Reproduce word for word the portion of the passage below on Kurdish officials and the Trump administration that lies between "Dizayee was referring" and "fight against ISIS.", inclusive.

■ **PASSAGE SHOWN**
+++
Dizayee was referring to comments Trump made to the New York Times in July, in which he said he was a “big fan of the Kurdish forces” in the fight against ISIS.
When asked about Trump’s proposed ban on Muslims entering the U.S., or a potential registry for Muslim immigrants, which could include Kurds, Dizayee said he is confident the U.S. ”will pursue a policy that will be in conjunction with the reality,” he said. “The U.S. cannot isolate itself from the real world. You have to deal with the issues as they are.”
He believes the Trump administration will implement policies, including a foreign policy, that will reflect the diversity of the U.S. “If you look at the composition of the United States,” Dizayee said, “it actually reflects that reality — the composition of the U.S. is from various ethnic groups, religious groups, and sects, and beliefs, so that’s what makes the United States — great.”
Michael Knights, an expert on the region at the Washington Institute for Near East Policy, told Yahoo News that religion is not “a disqualifier for relations between the Trump government and the KRG.” He said many of the Republicans who claim “Islamophobia is not a phobia” or that a fear of Muslims is “rational,” are also “at the same time very pro-Kurdish, because they see the Kurds as being the dependable ally. They’re the new Israel in a way,” a people attempting to stand apart from the conflicts among their neighbors in Turkey, Syria and the rest of Iraq, which is predominantly Arab.
Knights also said the Kurds aren’t interested in ruling their region with political Islam, which makes them more attractive to Republican supporters. “When you look at the leadership of Iraqi Kurdistan, these are not strong Islamists,” he said.
A number of the KRG officials are hoping the Trump administration will support its bid for independence from the Iraqi government in Baghdad.
The head of foreign relations for the Kurdish Democratic Party (KDP), Hemin Hawrami, explained to Yahoo News, “The question strategically is how the United States looks at Kurdistan: Are we partners and allies, strategic allies or not? We have proved that [we are] in many cases.”
He said he believes the Kurds have been a “stabilizing force” in the region, particularly against ISIS.
But Knights believes the Kurds may have to offer the U.S. something “compelling” that looks “like a great way to kill more of ISIS,” such as “intelligence cooperation, bases. For this administration, maybe that’s what [the KRG] becomes — the new Guantánamo.”
The KRG spokesperson, Dizayee, said the Kurds should not be “denied the opportunity” to gain independence, and that “every human is born to be free.”
+++
■ **RECORD EXTRACTS**
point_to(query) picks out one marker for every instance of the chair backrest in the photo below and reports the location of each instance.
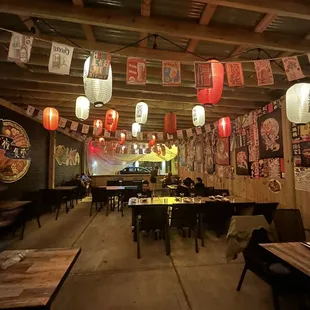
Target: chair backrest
(289, 225)
(267, 209)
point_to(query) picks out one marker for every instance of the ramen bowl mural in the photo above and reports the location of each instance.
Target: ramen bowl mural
(14, 151)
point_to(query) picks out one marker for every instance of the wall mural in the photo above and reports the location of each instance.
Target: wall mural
(14, 151)
(66, 156)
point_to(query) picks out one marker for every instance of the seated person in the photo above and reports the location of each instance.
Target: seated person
(185, 187)
(146, 192)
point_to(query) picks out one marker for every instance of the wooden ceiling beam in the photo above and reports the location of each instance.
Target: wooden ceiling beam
(166, 26)
(204, 20)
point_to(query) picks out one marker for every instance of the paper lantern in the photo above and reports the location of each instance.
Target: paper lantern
(170, 124)
(136, 127)
(298, 104)
(198, 115)
(98, 127)
(50, 119)
(224, 127)
(213, 94)
(97, 91)
(142, 111)
(122, 139)
(152, 141)
(82, 108)
(111, 120)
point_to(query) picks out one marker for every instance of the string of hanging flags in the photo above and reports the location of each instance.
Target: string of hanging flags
(136, 70)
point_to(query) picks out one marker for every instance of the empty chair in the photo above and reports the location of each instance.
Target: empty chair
(289, 225)
(267, 209)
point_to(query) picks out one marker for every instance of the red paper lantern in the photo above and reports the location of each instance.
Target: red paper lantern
(152, 141)
(224, 127)
(111, 120)
(170, 124)
(213, 94)
(122, 139)
(50, 119)
(98, 127)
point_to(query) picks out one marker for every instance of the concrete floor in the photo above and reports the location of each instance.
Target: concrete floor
(107, 275)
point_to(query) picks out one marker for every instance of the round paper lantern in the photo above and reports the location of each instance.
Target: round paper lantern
(50, 119)
(97, 91)
(170, 124)
(98, 127)
(199, 115)
(122, 139)
(213, 94)
(142, 111)
(111, 120)
(224, 127)
(136, 127)
(82, 108)
(297, 103)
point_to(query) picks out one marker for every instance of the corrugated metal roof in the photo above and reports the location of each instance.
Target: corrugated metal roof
(214, 49)
(231, 16)
(115, 36)
(68, 29)
(12, 22)
(183, 9)
(289, 25)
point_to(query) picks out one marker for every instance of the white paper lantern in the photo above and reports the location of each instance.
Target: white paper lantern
(142, 111)
(99, 92)
(136, 127)
(298, 103)
(199, 115)
(82, 108)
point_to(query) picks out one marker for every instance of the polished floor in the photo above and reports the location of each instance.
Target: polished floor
(107, 275)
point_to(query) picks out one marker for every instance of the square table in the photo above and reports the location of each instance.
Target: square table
(34, 282)
(293, 253)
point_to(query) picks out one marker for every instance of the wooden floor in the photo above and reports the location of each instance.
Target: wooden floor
(108, 275)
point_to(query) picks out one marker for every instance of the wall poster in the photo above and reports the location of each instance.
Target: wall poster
(14, 151)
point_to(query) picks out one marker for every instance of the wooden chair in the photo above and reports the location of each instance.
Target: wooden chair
(289, 225)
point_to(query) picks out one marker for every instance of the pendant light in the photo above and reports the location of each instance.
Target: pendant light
(298, 103)
(198, 115)
(50, 119)
(82, 108)
(98, 92)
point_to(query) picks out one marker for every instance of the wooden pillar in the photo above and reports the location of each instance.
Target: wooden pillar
(51, 160)
(290, 193)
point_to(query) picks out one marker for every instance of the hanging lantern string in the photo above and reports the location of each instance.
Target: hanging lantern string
(171, 42)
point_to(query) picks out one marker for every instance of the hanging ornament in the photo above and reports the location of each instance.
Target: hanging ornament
(224, 127)
(135, 129)
(170, 123)
(213, 94)
(82, 108)
(98, 92)
(142, 111)
(297, 103)
(122, 139)
(50, 119)
(111, 120)
(198, 115)
(98, 127)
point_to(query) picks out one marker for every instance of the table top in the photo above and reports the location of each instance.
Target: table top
(33, 281)
(65, 188)
(293, 253)
(12, 205)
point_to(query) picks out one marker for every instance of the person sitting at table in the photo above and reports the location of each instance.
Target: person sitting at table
(146, 192)
(185, 187)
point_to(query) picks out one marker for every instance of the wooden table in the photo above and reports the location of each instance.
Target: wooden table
(35, 281)
(293, 253)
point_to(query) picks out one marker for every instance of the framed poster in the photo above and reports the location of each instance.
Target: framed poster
(242, 161)
(270, 135)
(222, 151)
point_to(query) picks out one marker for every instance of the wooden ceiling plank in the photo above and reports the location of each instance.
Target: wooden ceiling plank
(165, 26)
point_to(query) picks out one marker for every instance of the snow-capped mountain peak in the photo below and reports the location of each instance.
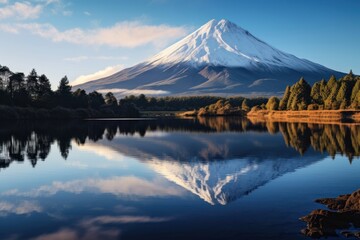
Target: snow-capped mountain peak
(223, 43)
(219, 58)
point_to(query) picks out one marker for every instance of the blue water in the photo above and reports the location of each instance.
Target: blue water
(183, 179)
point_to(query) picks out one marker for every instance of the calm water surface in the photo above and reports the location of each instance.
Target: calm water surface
(170, 179)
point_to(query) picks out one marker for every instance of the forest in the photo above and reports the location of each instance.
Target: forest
(334, 94)
(31, 97)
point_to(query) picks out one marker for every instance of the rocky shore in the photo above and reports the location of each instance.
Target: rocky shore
(342, 218)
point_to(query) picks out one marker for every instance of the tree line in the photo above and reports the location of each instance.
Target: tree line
(34, 91)
(334, 94)
(185, 103)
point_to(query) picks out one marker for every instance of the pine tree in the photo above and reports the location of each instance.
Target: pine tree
(64, 88)
(273, 103)
(32, 84)
(333, 87)
(300, 95)
(344, 93)
(63, 93)
(110, 99)
(44, 86)
(316, 93)
(284, 101)
(245, 105)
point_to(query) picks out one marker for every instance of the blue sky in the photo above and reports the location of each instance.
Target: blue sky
(86, 39)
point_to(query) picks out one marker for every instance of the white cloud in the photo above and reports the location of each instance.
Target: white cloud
(119, 186)
(124, 91)
(24, 207)
(20, 10)
(98, 228)
(8, 28)
(86, 58)
(123, 34)
(97, 75)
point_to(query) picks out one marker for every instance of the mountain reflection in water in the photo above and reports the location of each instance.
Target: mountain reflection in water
(34, 140)
(206, 178)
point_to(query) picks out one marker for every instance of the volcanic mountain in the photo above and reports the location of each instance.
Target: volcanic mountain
(219, 58)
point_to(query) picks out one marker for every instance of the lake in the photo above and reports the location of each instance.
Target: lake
(208, 178)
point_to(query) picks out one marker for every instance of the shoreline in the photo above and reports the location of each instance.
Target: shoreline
(307, 116)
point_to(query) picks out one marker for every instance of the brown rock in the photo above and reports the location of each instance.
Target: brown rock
(345, 214)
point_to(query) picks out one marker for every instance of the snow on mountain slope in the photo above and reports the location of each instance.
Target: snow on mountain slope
(220, 59)
(222, 43)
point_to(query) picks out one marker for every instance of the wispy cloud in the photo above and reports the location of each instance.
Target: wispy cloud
(86, 58)
(124, 91)
(23, 207)
(20, 10)
(119, 186)
(122, 34)
(97, 75)
(99, 227)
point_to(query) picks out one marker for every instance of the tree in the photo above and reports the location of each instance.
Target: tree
(284, 101)
(110, 99)
(344, 93)
(32, 84)
(273, 103)
(96, 100)
(245, 105)
(44, 86)
(63, 93)
(80, 98)
(332, 86)
(300, 96)
(5, 74)
(64, 87)
(317, 92)
(16, 83)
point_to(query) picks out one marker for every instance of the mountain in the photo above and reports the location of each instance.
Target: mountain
(219, 58)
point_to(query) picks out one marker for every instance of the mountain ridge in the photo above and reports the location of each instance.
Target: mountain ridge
(219, 58)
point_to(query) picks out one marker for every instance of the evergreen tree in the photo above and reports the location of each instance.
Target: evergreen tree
(16, 83)
(300, 95)
(44, 86)
(80, 99)
(64, 88)
(284, 101)
(110, 99)
(5, 74)
(245, 105)
(96, 100)
(344, 93)
(32, 84)
(315, 94)
(333, 87)
(63, 93)
(273, 103)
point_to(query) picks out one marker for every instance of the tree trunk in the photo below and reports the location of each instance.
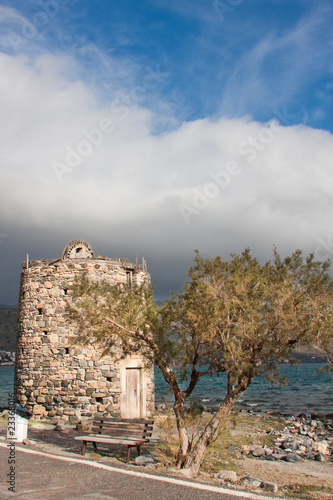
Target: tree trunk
(184, 442)
(194, 459)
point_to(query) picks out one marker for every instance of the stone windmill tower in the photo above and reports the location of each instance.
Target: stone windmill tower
(54, 377)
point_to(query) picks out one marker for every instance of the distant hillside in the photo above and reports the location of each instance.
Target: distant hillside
(8, 327)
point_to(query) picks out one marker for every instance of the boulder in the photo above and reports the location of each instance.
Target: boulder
(258, 452)
(251, 481)
(292, 457)
(39, 410)
(145, 460)
(271, 487)
(227, 475)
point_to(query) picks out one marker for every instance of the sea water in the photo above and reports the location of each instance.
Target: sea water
(307, 391)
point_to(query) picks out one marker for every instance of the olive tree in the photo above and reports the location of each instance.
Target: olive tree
(237, 316)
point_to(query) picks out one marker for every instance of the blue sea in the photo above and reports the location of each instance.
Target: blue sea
(306, 391)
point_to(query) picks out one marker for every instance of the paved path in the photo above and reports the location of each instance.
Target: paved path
(41, 476)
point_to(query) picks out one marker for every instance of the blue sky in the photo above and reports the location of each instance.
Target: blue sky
(221, 133)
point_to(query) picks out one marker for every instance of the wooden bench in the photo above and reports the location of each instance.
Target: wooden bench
(127, 431)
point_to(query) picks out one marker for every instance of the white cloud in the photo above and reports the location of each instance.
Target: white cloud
(129, 190)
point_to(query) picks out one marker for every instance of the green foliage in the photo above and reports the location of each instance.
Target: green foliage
(238, 316)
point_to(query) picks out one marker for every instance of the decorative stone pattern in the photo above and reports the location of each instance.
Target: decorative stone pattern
(53, 376)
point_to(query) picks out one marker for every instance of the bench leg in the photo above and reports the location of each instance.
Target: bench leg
(128, 454)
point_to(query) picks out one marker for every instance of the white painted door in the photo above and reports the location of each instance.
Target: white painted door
(133, 393)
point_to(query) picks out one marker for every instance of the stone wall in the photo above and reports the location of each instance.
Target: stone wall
(55, 377)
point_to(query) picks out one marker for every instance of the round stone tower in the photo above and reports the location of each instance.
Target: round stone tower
(55, 377)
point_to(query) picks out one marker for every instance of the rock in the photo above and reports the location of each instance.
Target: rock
(251, 481)
(322, 447)
(186, 472)
(83, 426)
(227, 475)
(145, 460)
(319, 457)
(271, 487)
(292, 457)
(258, 452)
(276, 456)
(232, 447)
(39, 410)
(59, 427)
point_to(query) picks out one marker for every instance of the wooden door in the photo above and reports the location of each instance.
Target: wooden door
(133, 393)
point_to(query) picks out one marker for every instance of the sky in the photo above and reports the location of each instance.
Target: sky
(157, 127)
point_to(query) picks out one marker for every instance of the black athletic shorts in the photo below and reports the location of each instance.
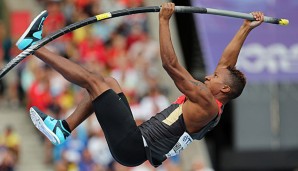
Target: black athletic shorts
(122, 134)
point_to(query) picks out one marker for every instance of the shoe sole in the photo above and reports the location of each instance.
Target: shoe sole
(29, 28)
(39, 124)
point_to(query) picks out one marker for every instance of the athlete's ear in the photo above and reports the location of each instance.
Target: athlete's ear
(225, 89)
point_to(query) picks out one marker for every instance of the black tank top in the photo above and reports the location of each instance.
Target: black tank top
(166, 135)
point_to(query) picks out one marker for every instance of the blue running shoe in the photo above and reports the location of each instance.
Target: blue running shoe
+++
■ **EXPECTED ANSWER**
Dizayee was referring to comments Trump made to the New York Times in July, in which he said he was a “big fan of the Kurdish forces” in the fight against ISIS.